* How to complete this task:
Every line of the data that contains the string "muddy" must be copied.
===== Task inputs
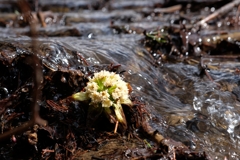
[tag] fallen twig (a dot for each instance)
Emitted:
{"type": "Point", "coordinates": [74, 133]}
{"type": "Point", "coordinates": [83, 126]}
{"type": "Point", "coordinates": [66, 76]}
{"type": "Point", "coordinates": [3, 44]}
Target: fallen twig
{"type": "Point", "coordinates": [219, 12]}
{"type": "Point", "coordinates": [34, 62]}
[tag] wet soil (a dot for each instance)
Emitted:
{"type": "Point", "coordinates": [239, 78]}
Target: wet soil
{"type": "Point", "coordinates": [183, 68]}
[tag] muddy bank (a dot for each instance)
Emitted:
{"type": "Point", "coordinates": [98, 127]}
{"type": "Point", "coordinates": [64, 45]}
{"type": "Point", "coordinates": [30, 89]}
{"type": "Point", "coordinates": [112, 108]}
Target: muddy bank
==========
* Response area:
[tag] muddy bank (a dot for each instance)
Target: muddy bank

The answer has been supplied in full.